Dataset below:

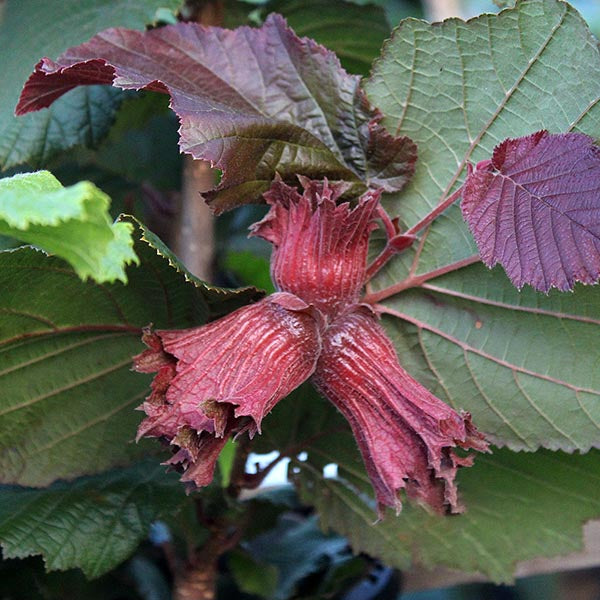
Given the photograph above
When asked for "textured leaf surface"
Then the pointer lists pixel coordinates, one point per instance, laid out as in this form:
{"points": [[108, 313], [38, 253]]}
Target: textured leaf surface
{"points": [[71, 222], [518, 505], [535, 209], [93, 523], [33, 28], [355, 33], [524, 365], [251, 101], [67, 393]]}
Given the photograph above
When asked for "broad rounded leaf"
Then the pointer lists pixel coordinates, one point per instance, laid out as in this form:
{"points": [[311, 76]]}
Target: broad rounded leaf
{"points": [[535, 209], [524, 366], [93, 523], [253, 102], [67, 393], [85, 115], [71, 222], [518, 505]]}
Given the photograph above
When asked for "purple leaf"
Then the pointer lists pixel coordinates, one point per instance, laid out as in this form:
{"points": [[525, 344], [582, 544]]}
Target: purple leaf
{"points": [[535, 209], [253, 102]]}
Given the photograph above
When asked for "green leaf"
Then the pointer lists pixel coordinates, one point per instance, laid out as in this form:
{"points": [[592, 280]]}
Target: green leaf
{"points": [[30, 29], [525, 365], [93, 523], [67, 392], [297, 548], [251, 576], [71, 222], [518, 506]]}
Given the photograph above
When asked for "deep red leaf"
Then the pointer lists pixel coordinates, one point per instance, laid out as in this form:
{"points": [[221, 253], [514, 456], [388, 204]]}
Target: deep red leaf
{"points": [[251, 101], [535, 209]]}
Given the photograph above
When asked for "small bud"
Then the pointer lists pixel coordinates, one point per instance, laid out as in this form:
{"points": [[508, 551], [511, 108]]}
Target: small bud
{"points": [[221, 379]]}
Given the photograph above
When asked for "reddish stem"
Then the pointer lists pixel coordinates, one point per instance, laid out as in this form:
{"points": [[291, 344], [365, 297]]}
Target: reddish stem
{"points": [[398, 242], [436, 212], [417, 280]]}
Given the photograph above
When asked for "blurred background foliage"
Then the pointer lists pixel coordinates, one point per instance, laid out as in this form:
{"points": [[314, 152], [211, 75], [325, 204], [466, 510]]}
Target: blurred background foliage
{"points": [[284, 554]]}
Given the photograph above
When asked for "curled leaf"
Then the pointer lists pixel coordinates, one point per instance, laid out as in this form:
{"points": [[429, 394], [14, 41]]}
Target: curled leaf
{"points": [[252, 101], [535, 209]]}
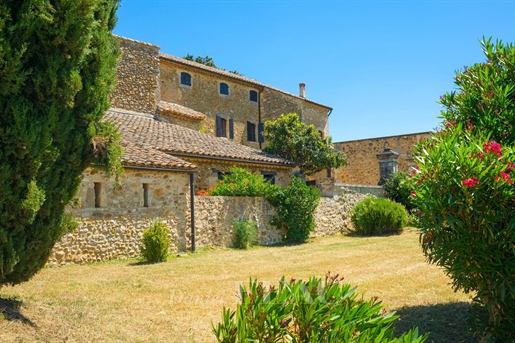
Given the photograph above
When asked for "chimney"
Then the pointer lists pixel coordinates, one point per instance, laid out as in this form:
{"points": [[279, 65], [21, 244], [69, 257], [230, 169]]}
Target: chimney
{"points": [[302, 90]]}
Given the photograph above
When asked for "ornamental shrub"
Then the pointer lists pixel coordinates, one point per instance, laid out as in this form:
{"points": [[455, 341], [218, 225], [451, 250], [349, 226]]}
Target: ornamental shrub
{"points": [[245, 233], [398, 188], [377, 216], [296, 205], [156, 242], [464, 189], [308, 311], [242, 182]]}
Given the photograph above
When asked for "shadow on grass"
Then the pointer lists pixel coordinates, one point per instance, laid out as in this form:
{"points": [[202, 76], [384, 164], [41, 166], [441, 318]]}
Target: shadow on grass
{"points": [[446, 323], [10, 310]]}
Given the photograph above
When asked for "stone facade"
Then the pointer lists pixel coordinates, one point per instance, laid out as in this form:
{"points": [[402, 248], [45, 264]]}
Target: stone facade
{"points": [[203, 95], [115, 233], [363, 164], [137, 87]]}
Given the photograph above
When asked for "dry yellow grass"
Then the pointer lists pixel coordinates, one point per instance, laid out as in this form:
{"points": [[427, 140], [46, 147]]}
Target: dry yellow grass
{"points": [[123, 301]]}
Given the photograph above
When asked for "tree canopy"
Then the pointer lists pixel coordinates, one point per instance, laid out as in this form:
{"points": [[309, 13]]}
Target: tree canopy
{"points": [[292, 139], [57, 66]]}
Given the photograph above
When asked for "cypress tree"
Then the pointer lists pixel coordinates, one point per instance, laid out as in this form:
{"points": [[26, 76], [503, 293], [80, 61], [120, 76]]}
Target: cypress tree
{"points": [[57, 68]]}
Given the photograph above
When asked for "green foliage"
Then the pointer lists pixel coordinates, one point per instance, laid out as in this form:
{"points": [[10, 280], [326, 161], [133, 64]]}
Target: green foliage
{"points": [[377, 216], [292, 139], [245, 233], [242, 182], [307, 311], [57, 67], [208, 61], [155, 242], [485, 98], [466, 198], [296, 205], [465, 191], [398, 188]]}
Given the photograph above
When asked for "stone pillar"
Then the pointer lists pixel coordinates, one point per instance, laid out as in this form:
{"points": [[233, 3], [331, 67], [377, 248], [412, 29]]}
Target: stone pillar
{"points": [[387, 164]]}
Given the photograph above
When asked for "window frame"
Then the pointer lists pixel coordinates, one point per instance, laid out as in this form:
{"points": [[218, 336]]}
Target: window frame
{"points": [[223, 84], [190, 80]]}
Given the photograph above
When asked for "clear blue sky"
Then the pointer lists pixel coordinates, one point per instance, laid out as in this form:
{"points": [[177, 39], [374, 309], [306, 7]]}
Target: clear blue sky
{"points": [[381, 65]]}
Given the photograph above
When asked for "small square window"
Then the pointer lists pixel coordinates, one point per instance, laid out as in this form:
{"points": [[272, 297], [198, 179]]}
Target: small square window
{"points": [[185, 79], [251, 131], [253, 96], [224, 88]]}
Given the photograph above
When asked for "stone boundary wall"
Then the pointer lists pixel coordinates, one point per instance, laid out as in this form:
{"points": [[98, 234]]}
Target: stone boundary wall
{"points": [[105, 239]]}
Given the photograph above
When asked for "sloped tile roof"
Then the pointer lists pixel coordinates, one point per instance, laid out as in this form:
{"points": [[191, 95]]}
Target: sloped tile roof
{"points": [[230, 75], [144, 156], [175, 110], [181, 141]]}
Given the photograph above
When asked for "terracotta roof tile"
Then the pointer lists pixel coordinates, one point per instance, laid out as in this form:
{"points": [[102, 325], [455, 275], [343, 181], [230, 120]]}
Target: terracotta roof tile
{"points": [[135, 155], [175, 110], [230, 75], [181, 141]]}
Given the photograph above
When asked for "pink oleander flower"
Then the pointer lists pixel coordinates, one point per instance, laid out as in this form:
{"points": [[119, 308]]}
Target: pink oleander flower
{"points": [[471, 182], [507, 178], [494, 148]]}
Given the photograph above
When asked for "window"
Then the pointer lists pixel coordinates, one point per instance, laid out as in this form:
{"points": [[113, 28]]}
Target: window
{"points": [[269, 177], [98, 194], [185, 79], [224, 88], [261, 128], [251, 132], [145, 195], [253, 96], [224, 126]]}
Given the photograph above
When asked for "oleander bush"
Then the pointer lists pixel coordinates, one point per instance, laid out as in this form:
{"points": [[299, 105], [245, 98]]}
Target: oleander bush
{"points": [[245, 233], [156, 243], [378, 216], [465, 191], [315, 310]]}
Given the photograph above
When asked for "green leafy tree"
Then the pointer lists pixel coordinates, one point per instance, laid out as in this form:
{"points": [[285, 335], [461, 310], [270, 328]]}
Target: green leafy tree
{"points": [[57, 67], [464, 188], [292, 139], [208, 61]]}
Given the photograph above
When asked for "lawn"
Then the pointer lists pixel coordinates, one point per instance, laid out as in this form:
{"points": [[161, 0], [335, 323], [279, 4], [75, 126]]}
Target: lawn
{"points": [[126, 301]]}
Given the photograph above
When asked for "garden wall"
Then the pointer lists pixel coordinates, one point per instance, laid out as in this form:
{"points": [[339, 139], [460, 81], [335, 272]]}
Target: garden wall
{"points": [[104, 239]]}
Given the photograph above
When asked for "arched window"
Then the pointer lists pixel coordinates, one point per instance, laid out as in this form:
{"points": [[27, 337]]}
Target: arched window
{"points": [[224, 88], [185, 79]]}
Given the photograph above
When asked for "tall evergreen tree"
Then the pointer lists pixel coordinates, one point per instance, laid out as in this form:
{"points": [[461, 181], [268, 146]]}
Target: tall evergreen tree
{"points": [[57, 67]]}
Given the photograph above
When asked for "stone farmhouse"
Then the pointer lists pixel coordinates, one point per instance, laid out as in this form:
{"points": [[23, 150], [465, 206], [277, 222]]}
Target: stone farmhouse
{"points": [[183, 125]]}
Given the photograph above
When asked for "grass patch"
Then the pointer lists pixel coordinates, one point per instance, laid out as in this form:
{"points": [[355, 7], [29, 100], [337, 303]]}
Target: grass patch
{"points": [[177, 300]]}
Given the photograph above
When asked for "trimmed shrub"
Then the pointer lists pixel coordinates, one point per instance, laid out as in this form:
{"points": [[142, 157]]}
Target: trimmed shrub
{"points": [[245, 233], [155, 243], [308, 311], [296, 205], [243, 183], [398, 188], [377, 216]]}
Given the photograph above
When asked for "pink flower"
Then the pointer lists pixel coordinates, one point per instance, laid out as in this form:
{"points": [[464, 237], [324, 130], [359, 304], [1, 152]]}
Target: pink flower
{"points": [[471, 182], [494, 148]]}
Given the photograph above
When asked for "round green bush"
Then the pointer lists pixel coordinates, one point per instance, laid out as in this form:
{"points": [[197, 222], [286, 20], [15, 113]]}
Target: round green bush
{"points": [[376, 216], [155, 243]]}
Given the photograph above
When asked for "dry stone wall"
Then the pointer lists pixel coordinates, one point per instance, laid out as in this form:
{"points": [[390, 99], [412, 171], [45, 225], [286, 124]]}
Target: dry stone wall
{"points": [[117, 237], [363, 165]]}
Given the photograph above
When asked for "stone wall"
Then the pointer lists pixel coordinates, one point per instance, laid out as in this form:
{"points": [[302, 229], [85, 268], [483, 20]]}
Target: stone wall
{"points": [[363, 165], [137, 87], [100, 238]]}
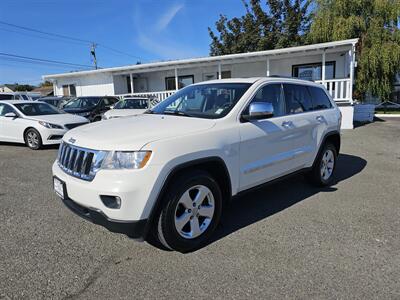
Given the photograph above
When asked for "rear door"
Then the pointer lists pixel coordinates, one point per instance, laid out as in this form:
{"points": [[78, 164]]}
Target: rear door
{"points": [[266, 147]]}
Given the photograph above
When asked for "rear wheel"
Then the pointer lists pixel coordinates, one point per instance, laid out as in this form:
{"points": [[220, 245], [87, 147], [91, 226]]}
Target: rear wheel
{"points": [[191, 213], [33, 139], [324, 166]]}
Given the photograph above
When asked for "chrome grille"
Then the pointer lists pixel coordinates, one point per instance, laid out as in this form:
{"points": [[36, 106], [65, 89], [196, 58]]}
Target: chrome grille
{"points": [[77, 161]]}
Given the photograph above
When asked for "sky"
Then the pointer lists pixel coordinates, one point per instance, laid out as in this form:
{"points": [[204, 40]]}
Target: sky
{"points": [[144, 30]]}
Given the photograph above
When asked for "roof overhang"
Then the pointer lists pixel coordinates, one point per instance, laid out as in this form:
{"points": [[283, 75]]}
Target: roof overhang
{"points": [[222, 59]]}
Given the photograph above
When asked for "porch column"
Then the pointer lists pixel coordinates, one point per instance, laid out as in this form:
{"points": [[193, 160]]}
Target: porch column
{"points": [[323, 68], [352, 61], [176, 79], [132, 87]]}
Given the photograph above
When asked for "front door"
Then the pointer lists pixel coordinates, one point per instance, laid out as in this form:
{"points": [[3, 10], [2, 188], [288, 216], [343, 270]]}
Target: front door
{"points": [[266, 147]]}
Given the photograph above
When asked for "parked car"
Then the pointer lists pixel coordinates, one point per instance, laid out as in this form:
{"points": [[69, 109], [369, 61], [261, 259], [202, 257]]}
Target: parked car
{"points": [[167, 174], [127, 107], [15, 96], [58, 102], [90, 107], [34, 123]]}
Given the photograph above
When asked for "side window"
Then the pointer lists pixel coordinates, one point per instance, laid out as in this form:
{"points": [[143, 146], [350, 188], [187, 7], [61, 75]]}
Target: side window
{"points": [[5, 109], [319, 98], [297, 98], [271, 93]]}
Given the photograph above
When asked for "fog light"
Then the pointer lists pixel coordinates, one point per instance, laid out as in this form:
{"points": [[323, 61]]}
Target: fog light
{"points": [[111, 201]]}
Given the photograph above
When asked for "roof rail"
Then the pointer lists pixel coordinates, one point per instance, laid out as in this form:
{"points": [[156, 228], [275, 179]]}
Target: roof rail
{"points": [[289, 77]]}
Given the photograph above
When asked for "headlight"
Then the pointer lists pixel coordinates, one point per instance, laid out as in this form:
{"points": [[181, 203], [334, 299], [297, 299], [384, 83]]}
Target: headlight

End of Dataset.

Work task
If a line in the entries above holds the word "headlight", count it; then report the total alone.

Written response
2